◆ **Work to do**
Copy the rows from the line containing "the tan plumage" through the end of the rows, changing "long tail" to "curved tail" and leaving everything else unchanged.

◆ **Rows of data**
— Start —

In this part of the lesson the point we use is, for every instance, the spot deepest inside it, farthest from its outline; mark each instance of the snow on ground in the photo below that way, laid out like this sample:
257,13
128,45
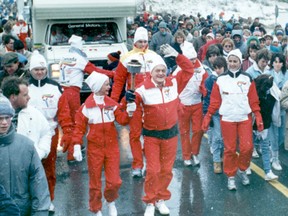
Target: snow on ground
264,9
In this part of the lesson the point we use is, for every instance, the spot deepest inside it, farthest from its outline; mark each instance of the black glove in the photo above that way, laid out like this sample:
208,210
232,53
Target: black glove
130,96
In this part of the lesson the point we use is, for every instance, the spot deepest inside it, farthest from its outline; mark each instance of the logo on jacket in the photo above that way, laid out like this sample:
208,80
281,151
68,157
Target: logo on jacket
46,97
240,84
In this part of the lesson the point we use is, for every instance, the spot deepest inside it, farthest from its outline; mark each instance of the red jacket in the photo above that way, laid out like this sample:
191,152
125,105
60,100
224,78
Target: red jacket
100,120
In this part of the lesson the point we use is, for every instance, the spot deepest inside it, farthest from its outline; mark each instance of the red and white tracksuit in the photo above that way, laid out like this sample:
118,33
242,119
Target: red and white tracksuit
102,146
191,88
45,95
22,32
235,95
72,69
160,135
121,77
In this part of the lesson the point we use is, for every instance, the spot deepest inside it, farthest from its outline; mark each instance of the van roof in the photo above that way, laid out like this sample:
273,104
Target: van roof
84,9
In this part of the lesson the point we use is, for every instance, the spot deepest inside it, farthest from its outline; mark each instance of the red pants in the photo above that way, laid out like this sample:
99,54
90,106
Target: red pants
110,159
134,139
72,95
49,164
233,132
190,116
160,156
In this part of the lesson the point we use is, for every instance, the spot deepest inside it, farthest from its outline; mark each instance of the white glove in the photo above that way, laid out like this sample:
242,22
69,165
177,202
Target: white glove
77,152
131,107
168,51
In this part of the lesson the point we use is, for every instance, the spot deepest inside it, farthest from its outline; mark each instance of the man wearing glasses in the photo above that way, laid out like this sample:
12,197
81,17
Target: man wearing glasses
19,160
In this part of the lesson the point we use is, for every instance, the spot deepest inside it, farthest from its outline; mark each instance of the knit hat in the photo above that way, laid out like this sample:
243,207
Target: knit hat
76,41
157,60
9,59
5,106
141,34
20,17
37,61
162,24
115,56
95,81
188,50
236,53
275,39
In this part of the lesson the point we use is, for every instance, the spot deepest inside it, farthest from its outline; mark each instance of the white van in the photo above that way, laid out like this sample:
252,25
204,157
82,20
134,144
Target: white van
101,23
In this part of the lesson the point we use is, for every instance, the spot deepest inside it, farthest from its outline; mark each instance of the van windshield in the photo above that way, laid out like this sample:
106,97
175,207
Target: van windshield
91,32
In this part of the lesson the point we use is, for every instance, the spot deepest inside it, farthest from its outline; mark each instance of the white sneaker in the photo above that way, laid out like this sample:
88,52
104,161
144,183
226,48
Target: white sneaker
112,209
52,207
276,164
150,210
255,153
231,183
137,173
248,171
99,213
187,163
270,176
196,160
244,178
162,208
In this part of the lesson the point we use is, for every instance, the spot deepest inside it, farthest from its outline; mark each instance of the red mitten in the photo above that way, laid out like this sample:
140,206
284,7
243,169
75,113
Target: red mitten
206,122
259,121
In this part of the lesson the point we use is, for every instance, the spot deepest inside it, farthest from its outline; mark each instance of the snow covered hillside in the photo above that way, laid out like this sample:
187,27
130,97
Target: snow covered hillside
264,9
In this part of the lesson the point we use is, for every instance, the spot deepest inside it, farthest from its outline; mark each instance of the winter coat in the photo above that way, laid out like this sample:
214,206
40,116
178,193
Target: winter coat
235,95
100,121
33,124
122,75
73,65
7,204
158,39
46,96
198,42
22,174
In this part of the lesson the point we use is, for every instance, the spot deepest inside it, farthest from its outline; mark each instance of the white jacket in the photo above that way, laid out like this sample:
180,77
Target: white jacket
33,124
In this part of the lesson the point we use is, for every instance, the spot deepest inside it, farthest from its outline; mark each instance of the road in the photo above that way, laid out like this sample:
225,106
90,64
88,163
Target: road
196,191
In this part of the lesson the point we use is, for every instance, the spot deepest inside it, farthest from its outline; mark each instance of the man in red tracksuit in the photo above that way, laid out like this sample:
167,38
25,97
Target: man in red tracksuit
191,89
234,94
99,112
72,68
158,97
122,76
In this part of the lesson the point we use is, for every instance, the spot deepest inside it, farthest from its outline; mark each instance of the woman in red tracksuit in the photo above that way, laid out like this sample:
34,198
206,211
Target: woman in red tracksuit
99,113
234,94
158,97
191,89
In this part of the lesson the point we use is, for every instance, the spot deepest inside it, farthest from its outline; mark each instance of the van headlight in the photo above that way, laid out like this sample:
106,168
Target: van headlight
55,71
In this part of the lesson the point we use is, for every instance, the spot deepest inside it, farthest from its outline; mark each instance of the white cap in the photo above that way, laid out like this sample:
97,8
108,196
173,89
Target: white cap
140,34
157,60
188,50
236,53
37,61
95,81
76,41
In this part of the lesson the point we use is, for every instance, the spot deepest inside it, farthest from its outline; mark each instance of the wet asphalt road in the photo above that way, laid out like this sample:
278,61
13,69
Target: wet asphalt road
195,190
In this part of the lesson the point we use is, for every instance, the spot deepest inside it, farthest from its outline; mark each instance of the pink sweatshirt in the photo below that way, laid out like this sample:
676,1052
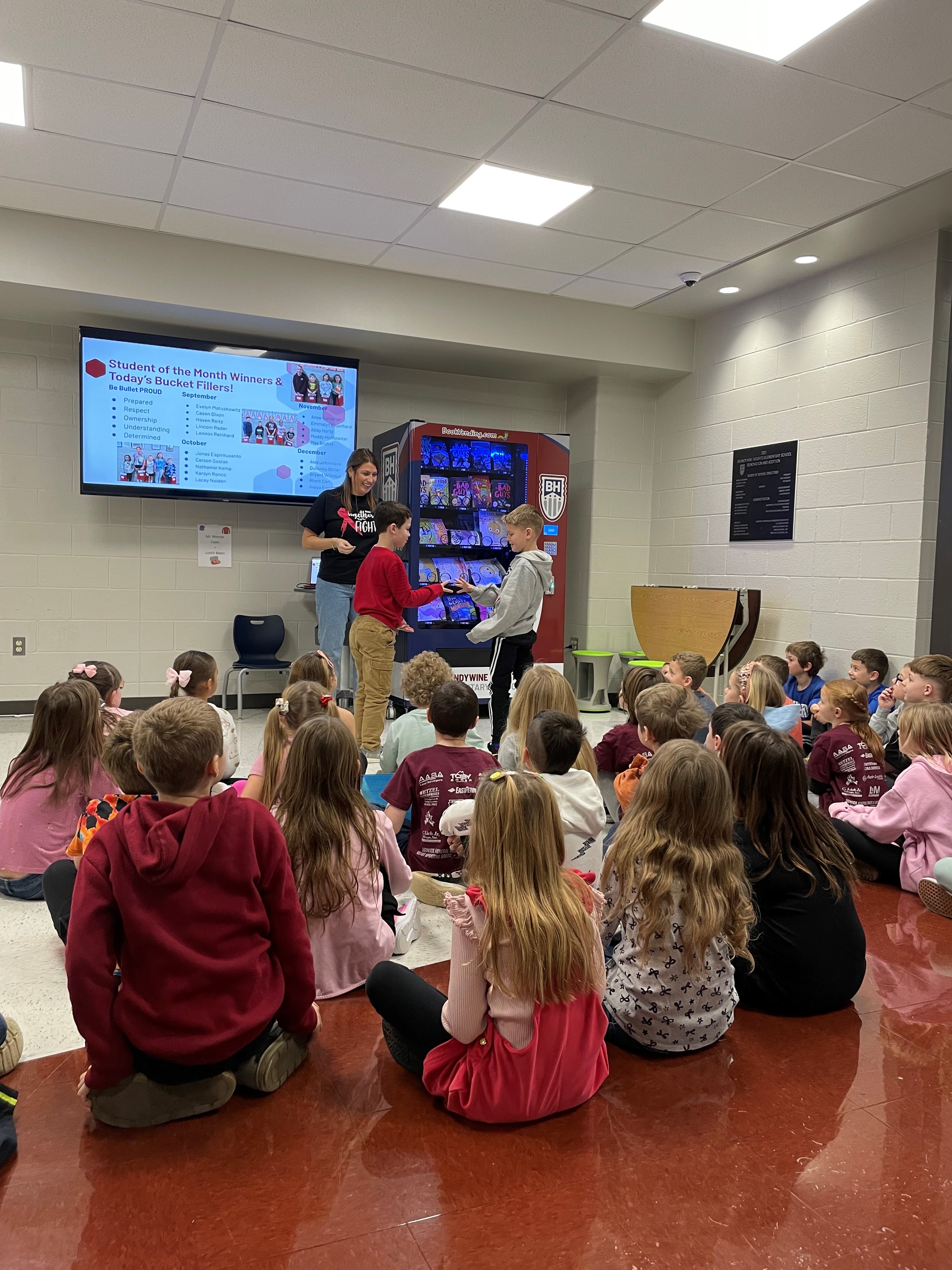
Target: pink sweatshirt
920,807
347,945
33,831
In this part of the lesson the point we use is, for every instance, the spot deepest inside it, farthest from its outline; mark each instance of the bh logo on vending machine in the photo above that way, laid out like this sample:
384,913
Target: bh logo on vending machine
551,496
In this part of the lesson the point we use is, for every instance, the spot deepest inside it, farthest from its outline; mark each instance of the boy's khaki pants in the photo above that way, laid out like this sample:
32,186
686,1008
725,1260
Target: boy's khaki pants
372,647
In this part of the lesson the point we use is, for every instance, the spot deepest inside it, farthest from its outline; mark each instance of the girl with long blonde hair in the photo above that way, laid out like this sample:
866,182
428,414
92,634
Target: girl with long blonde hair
675,883
846,763
522,1033
905,840
298,704
344,856
541,689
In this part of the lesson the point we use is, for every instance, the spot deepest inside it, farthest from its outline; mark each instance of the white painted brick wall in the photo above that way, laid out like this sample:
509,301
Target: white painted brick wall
852,365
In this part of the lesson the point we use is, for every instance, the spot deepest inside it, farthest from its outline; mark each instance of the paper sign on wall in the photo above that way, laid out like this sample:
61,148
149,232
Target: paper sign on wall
214,546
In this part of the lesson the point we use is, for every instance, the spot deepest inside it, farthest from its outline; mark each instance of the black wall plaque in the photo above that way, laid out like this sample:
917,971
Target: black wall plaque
763,492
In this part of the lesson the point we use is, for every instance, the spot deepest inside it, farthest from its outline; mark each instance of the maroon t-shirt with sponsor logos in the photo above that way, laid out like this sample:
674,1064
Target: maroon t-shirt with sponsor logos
846,764
428,781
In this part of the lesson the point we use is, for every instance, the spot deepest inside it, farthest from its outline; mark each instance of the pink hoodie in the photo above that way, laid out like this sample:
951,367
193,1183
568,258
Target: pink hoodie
920,807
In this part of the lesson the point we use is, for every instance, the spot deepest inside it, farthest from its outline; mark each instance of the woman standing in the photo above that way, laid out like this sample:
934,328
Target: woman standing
339,524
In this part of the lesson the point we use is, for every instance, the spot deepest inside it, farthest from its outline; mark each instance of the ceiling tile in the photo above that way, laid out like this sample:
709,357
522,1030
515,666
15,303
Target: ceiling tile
342,91
649,267
653,77
102,111
138,44
574,145
624,218
488,239
900,149
82,205
284,148
30,155
437,265
902,49
605,293
273,238
808,196
722,237
529,46
290,203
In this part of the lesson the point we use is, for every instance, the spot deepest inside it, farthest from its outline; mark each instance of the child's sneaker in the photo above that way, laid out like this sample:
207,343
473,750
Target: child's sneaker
139,1103
268,1071
936,898
432,888
408,926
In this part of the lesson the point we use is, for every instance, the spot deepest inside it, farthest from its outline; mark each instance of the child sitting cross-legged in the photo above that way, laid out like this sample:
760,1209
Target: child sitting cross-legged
620,745
120,764
195,898
904,838
428,781
808,945
552,743
298,704
666,713
344,858
49,785
675,883
846,763
316,667
422,676
522,1033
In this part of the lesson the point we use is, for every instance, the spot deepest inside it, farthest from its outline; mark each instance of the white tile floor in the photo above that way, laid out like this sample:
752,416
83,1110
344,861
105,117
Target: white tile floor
32,976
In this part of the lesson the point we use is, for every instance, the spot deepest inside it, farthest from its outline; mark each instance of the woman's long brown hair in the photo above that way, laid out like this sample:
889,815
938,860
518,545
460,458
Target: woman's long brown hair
534,906
357,460
678,836
853,704
68,736
768,778
320,806
304,701
545,689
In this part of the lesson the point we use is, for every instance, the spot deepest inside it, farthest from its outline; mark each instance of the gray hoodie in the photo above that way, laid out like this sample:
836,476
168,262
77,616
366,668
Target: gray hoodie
516,603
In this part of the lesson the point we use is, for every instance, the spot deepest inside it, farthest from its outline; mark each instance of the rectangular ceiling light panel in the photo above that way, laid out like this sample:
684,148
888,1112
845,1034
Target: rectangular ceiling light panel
770,28
513,196
12,108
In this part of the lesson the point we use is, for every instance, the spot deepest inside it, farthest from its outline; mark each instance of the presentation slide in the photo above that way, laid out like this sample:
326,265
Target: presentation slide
220,425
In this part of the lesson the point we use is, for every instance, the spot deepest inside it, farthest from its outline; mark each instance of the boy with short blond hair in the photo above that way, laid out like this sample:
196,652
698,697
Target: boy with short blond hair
516,604
196,901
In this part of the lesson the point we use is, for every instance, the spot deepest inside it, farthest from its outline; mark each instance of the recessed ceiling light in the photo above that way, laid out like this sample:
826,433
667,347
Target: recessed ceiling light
513,196
771,28
12,110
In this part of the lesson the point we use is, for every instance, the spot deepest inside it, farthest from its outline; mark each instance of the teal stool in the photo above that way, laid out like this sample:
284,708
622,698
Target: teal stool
592,670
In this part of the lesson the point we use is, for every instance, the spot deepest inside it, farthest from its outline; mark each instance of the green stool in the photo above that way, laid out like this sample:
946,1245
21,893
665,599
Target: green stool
592,670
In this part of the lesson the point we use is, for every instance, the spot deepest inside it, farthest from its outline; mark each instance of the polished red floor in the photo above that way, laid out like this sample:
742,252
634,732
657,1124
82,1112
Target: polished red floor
795,1145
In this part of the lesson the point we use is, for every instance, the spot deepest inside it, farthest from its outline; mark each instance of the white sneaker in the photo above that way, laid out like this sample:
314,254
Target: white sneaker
408,926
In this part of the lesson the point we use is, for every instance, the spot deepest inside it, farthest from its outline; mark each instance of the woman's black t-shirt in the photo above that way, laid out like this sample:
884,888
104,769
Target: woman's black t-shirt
329,519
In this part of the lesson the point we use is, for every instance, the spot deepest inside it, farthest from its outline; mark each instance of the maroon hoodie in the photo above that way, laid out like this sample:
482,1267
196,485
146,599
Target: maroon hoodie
199,907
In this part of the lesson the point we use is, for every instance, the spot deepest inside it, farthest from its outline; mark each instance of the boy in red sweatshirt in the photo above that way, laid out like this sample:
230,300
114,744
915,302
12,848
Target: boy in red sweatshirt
381,595
195,900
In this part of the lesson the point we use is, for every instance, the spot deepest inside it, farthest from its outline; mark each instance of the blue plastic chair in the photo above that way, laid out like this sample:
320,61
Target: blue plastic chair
257,643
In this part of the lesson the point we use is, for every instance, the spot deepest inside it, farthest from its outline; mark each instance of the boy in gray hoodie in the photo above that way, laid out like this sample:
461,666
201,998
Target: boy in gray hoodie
516,605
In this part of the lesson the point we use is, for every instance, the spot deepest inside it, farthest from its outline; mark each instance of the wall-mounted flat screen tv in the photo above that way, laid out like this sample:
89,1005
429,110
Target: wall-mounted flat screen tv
181,418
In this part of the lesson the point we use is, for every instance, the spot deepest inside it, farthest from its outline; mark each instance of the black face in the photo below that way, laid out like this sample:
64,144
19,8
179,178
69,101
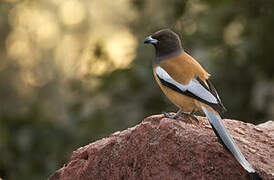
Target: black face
166,42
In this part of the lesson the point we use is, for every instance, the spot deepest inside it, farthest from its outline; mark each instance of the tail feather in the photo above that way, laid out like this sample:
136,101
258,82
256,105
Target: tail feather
254,176
228,142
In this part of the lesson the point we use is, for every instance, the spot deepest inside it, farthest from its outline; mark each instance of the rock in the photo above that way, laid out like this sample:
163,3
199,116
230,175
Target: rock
161,148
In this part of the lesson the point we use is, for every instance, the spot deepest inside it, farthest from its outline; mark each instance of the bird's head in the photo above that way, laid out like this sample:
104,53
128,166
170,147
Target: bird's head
166,42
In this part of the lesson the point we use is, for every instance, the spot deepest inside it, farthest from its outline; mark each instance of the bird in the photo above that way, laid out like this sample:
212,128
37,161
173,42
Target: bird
186,84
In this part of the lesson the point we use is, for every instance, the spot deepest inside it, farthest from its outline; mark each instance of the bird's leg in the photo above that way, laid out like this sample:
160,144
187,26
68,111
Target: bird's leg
175,116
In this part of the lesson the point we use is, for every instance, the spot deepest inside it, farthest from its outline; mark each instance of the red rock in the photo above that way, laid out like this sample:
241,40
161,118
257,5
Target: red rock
161,148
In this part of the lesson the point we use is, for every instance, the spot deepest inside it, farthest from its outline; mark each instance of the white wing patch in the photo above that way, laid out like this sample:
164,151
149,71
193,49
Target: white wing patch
193,86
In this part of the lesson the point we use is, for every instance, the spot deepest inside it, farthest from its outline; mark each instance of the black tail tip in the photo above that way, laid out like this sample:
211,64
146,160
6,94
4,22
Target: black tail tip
255,176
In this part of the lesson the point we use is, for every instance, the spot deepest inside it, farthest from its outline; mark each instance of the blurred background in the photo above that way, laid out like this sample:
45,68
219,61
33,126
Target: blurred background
74,71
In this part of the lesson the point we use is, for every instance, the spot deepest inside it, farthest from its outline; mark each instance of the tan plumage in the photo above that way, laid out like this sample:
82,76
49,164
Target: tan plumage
182,68
186,84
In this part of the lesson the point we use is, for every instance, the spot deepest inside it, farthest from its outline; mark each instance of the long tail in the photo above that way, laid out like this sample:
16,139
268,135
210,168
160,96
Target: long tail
228,142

— End —

◆ **Task output**
In this part of the lesson the point we use is, for every instance, the spot deepest inside it, farthest from its outline; mark each instance of the tan plumage in the photo above that way, laid out like this sample:
82,76
49,164
Target: tan plumage
182,68
186,84
In this part of the lesson the point we use is, for every instance, the spot deepest inside it, farthest from its outline; mark each instance of the curved tail in the photo above that way, laid out like this sample:
16,139
268,135
210,168
160,96
Target: curved tail
228,142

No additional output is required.